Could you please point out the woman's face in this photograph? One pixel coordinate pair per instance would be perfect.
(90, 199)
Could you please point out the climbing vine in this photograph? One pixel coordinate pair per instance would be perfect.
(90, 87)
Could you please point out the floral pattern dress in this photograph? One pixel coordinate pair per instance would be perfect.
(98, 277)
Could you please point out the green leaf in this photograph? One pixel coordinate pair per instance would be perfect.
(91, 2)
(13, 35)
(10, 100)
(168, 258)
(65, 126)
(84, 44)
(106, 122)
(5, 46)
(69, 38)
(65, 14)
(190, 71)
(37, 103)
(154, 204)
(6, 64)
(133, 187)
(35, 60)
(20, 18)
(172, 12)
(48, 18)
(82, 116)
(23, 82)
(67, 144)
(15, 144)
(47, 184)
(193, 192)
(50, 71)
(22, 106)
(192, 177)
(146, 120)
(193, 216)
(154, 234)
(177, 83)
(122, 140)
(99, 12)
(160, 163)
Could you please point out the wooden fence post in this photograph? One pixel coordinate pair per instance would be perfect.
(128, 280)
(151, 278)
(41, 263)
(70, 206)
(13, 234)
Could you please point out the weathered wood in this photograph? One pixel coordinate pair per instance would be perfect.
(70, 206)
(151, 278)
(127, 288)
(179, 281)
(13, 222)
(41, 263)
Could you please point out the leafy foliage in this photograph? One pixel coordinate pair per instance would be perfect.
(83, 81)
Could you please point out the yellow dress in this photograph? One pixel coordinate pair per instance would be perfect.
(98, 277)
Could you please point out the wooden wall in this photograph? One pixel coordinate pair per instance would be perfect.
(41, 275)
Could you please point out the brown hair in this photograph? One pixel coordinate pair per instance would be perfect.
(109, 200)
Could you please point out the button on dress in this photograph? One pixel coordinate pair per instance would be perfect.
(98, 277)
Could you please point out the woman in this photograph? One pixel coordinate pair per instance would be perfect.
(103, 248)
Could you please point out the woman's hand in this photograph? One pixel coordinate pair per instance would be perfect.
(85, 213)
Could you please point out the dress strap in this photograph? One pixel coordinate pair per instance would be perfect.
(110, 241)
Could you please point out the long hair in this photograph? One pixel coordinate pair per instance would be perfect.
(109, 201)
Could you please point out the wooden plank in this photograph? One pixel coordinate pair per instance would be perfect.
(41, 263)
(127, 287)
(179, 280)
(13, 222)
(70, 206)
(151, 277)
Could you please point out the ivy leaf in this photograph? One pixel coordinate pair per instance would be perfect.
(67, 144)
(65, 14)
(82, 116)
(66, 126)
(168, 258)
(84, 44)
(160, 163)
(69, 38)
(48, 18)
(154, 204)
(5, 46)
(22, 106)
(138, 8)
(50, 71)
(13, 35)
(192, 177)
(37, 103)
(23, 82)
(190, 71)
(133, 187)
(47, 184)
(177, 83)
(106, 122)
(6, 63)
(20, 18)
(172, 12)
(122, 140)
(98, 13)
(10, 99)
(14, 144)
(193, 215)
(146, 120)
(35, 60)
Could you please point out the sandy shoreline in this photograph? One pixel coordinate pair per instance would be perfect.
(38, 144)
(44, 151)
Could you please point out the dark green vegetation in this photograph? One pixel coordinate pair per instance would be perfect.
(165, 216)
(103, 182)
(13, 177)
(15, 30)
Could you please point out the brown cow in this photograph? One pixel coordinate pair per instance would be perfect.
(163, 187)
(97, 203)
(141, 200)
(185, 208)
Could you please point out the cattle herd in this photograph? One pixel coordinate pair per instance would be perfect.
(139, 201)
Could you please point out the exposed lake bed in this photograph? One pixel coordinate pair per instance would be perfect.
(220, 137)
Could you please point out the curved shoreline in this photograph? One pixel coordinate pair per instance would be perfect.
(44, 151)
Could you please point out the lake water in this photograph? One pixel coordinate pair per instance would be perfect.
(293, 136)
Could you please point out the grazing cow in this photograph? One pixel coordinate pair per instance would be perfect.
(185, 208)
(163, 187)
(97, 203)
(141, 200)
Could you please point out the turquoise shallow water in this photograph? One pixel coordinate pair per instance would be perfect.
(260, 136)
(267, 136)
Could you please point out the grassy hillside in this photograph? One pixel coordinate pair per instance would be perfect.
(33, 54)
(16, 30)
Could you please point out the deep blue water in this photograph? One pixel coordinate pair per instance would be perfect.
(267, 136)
****************
▶ 任务要求
将上述全部记录重写一遍，把其中的“would be perfect”一律替换成“is fine”，其余内容保持不变。

▶ 完整回答
Could you please point out the woman's face in this photograph? One pixel coordinate pair per instance is fine.
(90, 199)
Could you please point out the climbing vine in this photograph? One pixel coordinate pair per instance is fine.
(90, 87)
Could you please point out the floral pattern dress in this photograph? One pixel coordinate pair per instance is fine.
(98, 277)
Could you please point out the green leaf in this photograph? One pixel coordinate pair per instance is fine.
(91, 2)
(13, 35)
(10, 100)
(168, 258)
(65, 126)
(84, 44)
(106, 122)
(5, 46)
(69, 38)
(65, 14)
(190, 71)
(37, 103)
(154, 204)
(6, 64)
(133, 187)
(35, 60)
(20, 18)
(172, 12)
(48, 18)
(82, 116)
(23, 82)
(67, 144)
(15, 144)
(47, 184)
(193, 192)
(50, 71)
(22, 106)
(192, 177)
(146, 120)
(193, 216)
(154, 234)
(177, 83)
(122, 140)
(99, 12)
(160, 163)
Could you please point out the wooden fence post in this photograph? One pixel coordinate pair per instance is fine.
(128, 280)
(151, 278)
(41, 263)
(70, 206)
(13, 234)
Could you please point out the weathered wood in this photograph? One pixel coordinate pair per instance is fine.
(70, 206)
(151, 278)
(127, 288)
(179, 281)
(13, 222)
(41, 263)
Could you please point out the leafy foliage in this photograph? One pixel coordinate pair per instance is fine.
(83, 81)
Could you please point out the yellow dress in this photograph? One pixel coordinate pair per instance is fine.
(98, 277)
Could you please point out the wooden wall in this photograph? One pixel coordinate pair per instance is fine.
(41, 275)
Could you please point out the brown hair in this photograph? One pixel coordinate pair per instance is fine.
(109, 200)
Could you please point out the button on dress in this photograph? One pixel coordinate pair per instance is fine.
(98, 277)
Could you please point out the woman in this photograph? One pixel coordinate pair per instance is fine.
(103, 248)
Could you please point out the woman's hand in this photograph? One pixel coordinate pair per instance is fine.
(85, 213)
Could you please point out the dress strap in this photograph? One pixel coordinate pair per instance is fine.
(110, 241)
Could you please point out the long hair in this photograph? One pixel coordinate pair per instance is fine.
(109, 201)
Could you please point out the wooden plank in this photograph? One pixel coordinate pair per instance is fine.
(41, 263)
(127, 287)
(179, 280)
(13, 222)
(70, 206)
(151, 277)
Could you please point out the ivy leaf in this photograph? One pixel coordinate pair per instance is fine.
(67, 144)
(65, 14)
(82, 116)
(66, 126)
(168, 258)
(84, 44)
(160, 163)
(69, 38)
(48, 18)
(154, 204)
(5, 46)
(22, 106)
(138, 8)
(50, 71)
(13, 35)
(192, 177)
(37, 103)
(23, 82)
(190, 71)
(133, 187)
(47, 184)
(177, 83)
(106, 122)
(6, 63)
(20, 18)
(172, 12)
(122, 140)
(98, 13)
(10, 99)
(14, 144)
(193, 215)
(146, 120)
(35, 60)
Could you please point out the sandy shoreline in this photograph? One pixel coordinate pair per instance is fine.
(38, 144)
(44, 151)
Could you please point out the dark green vegetation in this photograph? One pixel coordinate pair per instance is fine.
(165, 216)
(103, 182)
(13, 177)
(15, 30)
Could you please point out the brown cow in this photograph? One pixel coordinate pair per instance is fine.
(163, 187)
(97, 203)
(141, 200)
(185, 208)
Could you please point out the cattle herd in this photograph? One pixel coordinate pair per instance is fine.
(139, 201)
Could you please point out the exposed lake bed in this photograph? One pixel coordinate pair per instance is fine.
(220, 137)
Could you please point out the curved shoreline in this photograph? One pixel coordinate pair per instance is fine.
(44, 151)
Could you please point out the lake water in this photograph? One pixel coordinate pair per instance is fine.
(293, 136)
Could you please point out the grazing cow in this photograph? One pixel coordinate pair per instance is fine.
(185, 208)
(163, 187)
(97, 203)
(141, 200)
Could you please point out the turquoise shallow water in this photograph? One pixel coordinate pair per instance is fine.
(260, 136)
(267, 136)
Could you please point out the grassy hillside in this photograph? One pixel coordinate pair per instance is fine.
(33, 54)
(16, 30)
Could you please point out the deep blue water in this photograph? One pixel coordinate pair per instance is fine.
(267, 136)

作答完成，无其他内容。